Nasıl yapılır >>
Aşağıdaki çocukluk anıları metnini baştan sona, hiçbir değişiklik yapmadan aynen yeniden yazınız.

Okuma metni >>
DÜNYANIN KÖTÜSÜ...!
Çağımızın sıralı ölümlerdeki son kuşağıyız.
50 li yıllardan bu günlere gelen bizim kuşakların çocuklukları mutlu geçerdi.
Cam bilyeden misketimiz olurdu, misketi olmayan arkadaşımız oyundan uzak kalmasın diye avans adı altında misket verirdik.
Bir uzun bir kısa tahta ile çelik çomak oynardık.
Araba olarak bisiklet jantını kullanırdık, tahtanın ucuna C şeklinde tel veya demir bağlar jantı araya sokar sokak sokak gezerdik , bu oyun sayesinde hız kontrolünü, dengeyi öğrenirdik.
Eski püskü ayakkabılarla , ezik büzük top gibi olan malzemelerle futbol, yakartop , voleybol oynardık.
Annelerimizin mutfağı dünyanın en güzel FAST BOOK büfesiydi, Sağlıklı pratik gıdamızı şip şak hazırlar elimize tutuştururdu.
Kimi zaman beyaz peynir domates, kimi zaman köfte ekmek, kimi zaman yumurta ile ekmek arası yemeğimizi yerdik.
Annelerimiz birilerinin verdiği hediyeyi, parayı sorardı eğer toplumda saygın dürüst biri verdiyse kızmazlardı ama uyarırlardı siz istemediniz değilmi..? istemedik desek bile sakın ha istiyor bile görünmeyin çok ayıp telkinini alırdık.
Şayet bu hediyeler arsız , hırsız , hayırsız , ülkesine faydasız birilerinden verilmişse tepkileri çok açık ve net olurdu , hemen o verdiklerini götürüp iade edin bir daha böyle insanlardan bir şey almayın derdi..

Çalışma malzemesi >>
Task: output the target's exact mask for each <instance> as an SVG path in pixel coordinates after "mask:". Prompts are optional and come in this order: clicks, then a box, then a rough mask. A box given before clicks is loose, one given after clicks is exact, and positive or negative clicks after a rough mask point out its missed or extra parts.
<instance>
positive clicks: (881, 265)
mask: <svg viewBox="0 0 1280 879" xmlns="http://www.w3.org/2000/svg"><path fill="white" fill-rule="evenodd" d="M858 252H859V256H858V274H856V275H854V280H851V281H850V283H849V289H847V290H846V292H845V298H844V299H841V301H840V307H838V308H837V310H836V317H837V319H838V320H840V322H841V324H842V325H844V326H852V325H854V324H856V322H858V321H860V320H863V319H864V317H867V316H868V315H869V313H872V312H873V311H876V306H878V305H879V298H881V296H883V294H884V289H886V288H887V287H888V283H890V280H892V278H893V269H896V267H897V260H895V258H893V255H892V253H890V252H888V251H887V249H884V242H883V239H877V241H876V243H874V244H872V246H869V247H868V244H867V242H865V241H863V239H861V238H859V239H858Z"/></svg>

==

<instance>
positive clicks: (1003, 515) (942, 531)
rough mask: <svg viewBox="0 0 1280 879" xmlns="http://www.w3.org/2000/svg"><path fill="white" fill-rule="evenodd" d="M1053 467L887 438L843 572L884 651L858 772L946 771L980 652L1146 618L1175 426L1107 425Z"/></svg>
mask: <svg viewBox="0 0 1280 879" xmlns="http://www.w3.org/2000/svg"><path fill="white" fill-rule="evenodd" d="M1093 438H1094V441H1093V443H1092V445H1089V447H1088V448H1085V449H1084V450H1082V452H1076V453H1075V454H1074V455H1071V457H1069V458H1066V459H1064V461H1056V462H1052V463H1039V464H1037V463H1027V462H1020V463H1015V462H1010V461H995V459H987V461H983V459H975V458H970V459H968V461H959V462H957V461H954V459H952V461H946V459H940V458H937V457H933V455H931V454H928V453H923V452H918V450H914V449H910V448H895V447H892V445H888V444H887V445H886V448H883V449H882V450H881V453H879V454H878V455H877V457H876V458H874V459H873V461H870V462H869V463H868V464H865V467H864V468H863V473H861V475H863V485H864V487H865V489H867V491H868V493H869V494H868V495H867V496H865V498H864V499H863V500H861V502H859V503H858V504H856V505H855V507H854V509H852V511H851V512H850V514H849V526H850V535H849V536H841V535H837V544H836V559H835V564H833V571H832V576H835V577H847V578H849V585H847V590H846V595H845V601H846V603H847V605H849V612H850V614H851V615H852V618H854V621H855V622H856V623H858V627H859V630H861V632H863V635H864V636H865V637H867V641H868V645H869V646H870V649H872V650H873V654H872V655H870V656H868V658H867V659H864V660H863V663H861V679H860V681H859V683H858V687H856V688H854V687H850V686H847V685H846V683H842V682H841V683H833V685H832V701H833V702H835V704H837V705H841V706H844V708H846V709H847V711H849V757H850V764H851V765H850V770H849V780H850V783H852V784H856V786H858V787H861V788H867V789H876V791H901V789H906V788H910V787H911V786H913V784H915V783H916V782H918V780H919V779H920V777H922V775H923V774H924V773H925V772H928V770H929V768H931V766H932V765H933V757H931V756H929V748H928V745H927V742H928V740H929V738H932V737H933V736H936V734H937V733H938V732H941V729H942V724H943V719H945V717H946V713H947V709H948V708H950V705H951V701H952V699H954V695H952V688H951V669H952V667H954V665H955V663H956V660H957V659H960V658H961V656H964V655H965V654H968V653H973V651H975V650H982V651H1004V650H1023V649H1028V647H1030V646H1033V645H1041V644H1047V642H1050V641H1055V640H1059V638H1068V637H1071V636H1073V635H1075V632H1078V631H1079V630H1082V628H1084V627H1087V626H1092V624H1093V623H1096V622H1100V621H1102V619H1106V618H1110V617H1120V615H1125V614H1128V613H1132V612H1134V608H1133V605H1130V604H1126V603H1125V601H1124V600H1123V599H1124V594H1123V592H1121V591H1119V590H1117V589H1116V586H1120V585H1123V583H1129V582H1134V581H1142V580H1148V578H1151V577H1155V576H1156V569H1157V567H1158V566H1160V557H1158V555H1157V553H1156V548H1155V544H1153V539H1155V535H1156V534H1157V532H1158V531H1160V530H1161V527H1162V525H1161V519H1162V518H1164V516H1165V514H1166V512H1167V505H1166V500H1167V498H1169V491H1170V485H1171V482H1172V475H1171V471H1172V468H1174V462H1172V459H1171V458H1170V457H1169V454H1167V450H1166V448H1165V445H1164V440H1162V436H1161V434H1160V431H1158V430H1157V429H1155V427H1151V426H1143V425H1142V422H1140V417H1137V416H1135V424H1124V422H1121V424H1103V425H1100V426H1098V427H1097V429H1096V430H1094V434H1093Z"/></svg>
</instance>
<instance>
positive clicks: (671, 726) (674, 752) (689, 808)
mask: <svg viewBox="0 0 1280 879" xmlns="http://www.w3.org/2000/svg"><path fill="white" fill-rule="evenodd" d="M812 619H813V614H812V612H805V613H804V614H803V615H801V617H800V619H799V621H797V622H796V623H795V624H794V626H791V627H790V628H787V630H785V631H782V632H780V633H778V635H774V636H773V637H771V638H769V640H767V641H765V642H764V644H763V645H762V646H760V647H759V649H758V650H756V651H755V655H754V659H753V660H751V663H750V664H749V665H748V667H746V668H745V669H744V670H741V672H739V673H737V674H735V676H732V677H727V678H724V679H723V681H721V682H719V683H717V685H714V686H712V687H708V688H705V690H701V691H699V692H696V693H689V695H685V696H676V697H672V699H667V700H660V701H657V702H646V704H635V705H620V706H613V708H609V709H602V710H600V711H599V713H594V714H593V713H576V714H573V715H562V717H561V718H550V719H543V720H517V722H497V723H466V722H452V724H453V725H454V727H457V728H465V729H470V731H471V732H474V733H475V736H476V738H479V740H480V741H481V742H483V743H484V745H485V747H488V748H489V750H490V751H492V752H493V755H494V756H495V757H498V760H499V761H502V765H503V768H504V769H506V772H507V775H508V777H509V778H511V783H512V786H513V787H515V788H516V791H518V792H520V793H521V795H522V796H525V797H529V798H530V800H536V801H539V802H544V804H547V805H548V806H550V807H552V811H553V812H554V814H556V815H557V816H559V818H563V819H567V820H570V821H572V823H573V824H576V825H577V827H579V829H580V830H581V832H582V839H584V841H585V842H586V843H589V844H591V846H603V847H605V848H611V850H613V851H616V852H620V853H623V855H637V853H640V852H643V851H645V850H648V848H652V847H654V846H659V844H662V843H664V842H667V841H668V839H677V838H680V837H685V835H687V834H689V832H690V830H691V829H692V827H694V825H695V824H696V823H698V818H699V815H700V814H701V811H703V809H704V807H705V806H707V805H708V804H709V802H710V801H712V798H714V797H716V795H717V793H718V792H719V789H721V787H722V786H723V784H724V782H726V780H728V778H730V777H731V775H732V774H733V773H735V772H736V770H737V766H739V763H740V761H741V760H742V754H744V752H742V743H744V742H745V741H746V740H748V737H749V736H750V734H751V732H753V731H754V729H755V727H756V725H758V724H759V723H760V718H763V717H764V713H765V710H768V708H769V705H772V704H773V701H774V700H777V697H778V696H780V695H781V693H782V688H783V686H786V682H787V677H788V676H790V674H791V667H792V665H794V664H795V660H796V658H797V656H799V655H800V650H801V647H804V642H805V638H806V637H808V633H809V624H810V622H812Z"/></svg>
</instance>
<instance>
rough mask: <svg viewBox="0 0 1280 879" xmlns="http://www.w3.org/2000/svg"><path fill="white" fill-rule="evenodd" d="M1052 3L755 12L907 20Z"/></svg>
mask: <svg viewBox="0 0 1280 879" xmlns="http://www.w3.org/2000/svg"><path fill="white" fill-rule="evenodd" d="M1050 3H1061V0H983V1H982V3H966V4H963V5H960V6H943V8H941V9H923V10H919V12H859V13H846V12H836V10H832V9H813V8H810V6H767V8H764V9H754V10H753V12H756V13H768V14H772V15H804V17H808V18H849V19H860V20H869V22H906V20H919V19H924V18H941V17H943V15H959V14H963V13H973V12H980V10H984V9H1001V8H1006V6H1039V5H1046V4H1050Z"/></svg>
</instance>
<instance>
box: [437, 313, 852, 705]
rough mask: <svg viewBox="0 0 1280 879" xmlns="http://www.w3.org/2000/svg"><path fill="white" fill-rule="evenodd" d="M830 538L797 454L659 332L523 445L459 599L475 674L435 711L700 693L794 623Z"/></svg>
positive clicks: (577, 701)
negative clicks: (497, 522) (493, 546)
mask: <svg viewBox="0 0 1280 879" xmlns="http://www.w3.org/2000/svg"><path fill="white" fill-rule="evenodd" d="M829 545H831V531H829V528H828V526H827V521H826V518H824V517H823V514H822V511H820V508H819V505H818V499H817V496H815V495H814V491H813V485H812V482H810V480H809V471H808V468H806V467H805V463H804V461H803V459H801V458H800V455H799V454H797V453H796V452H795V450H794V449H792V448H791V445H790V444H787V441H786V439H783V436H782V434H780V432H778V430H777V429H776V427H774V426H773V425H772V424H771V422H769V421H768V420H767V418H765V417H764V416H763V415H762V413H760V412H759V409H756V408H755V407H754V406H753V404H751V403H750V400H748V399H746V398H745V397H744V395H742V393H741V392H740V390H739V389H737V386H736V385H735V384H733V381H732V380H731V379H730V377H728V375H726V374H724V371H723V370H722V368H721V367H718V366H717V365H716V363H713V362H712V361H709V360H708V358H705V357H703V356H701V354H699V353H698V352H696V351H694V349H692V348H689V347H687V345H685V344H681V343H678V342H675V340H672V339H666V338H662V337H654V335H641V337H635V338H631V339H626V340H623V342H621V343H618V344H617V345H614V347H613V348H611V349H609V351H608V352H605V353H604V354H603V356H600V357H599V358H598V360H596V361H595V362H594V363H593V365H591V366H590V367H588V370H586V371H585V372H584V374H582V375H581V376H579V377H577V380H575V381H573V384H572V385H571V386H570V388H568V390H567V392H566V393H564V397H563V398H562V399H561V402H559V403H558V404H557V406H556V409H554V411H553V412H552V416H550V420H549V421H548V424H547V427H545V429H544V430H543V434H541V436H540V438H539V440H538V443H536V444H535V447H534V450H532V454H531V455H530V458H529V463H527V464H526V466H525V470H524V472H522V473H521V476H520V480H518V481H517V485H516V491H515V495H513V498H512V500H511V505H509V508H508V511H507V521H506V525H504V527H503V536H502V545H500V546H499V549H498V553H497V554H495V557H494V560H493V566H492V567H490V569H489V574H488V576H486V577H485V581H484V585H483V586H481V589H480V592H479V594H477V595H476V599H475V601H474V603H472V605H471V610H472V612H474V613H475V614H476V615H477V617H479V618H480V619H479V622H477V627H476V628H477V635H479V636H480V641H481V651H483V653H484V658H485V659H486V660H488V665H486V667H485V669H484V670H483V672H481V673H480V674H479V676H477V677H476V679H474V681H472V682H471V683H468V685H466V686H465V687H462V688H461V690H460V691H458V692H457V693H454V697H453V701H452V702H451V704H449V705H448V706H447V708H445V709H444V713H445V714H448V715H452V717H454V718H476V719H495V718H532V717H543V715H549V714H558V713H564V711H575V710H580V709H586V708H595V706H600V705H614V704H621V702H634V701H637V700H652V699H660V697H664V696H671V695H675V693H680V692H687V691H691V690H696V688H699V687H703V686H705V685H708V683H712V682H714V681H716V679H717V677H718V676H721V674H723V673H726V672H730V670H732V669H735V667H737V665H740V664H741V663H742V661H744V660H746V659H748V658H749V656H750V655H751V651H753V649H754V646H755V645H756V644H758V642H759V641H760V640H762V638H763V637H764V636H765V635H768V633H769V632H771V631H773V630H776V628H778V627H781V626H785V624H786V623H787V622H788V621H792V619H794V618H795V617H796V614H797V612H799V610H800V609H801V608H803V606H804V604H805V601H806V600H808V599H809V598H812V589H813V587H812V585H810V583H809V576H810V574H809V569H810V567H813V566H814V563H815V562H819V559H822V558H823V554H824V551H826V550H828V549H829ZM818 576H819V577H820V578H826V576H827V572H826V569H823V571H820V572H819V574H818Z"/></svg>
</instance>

Yanıt aşağıda >>
DÜNYANIN KÖTÜSÜ...!
Çağımızın sıralı ölümlerdeki son kuşağıyız.
50 li yıllardan bu günlere gelen bizim kuşakların çocuklukları mutlu geçerdi.
Cam bilyeden misketimiz olurdu, misketi olmayan arkadaşımız oyundan uzak kalmasın diye avans adı altında misket verirdik.
Bir uzun bir kısa tahta ile çelik çomak oynardık.
Araba olarak bisiklet jantını kullanırdık, tahtanın ucuna C şeklinde tel veya demir bağlar jantı araya sokar sokak sokak gezerdik , bu oyun sayesinde hız kontrolünü, dengeyi öğrenirdik.
Eski püskü ayakkabılarla , ezik büzük top gibi olan malzemelerle futbol, yakartop , voleybol oynardık.
Annelerimizin mutfağı dünyanın en güzel FAST BOOK büfesiydi, Sağlıklı pratik gıdamızı şip şak hazırlar elimize tutuştururdu.
Kimi zaman beyaz peynir domates, kimi zaman köfte ekmek, kimi zaman yumurta ile ekmek arası yemeğimizi yerdik.
Annelerimiz birilerinin verdiği hediyeyi, parayı sorardı eğer toplumda saygın dürüst biri verdiyse kızmazlardı ama uyarırlardı siz istemediniz değilmi..? istemedik desek bile sakın ha istiyor bile görünmeyin çok ayıp telkinini alırdık.
Şayet bu hediyeler arsız , hırsız , hayırsız , ülkesine faydasız birilerinden verilmişse tepkileri çok açık ve net olurdu , hemen o verdiklerini götürüp iade edin bir daha böyle insanlardan bir şey almayın derdi..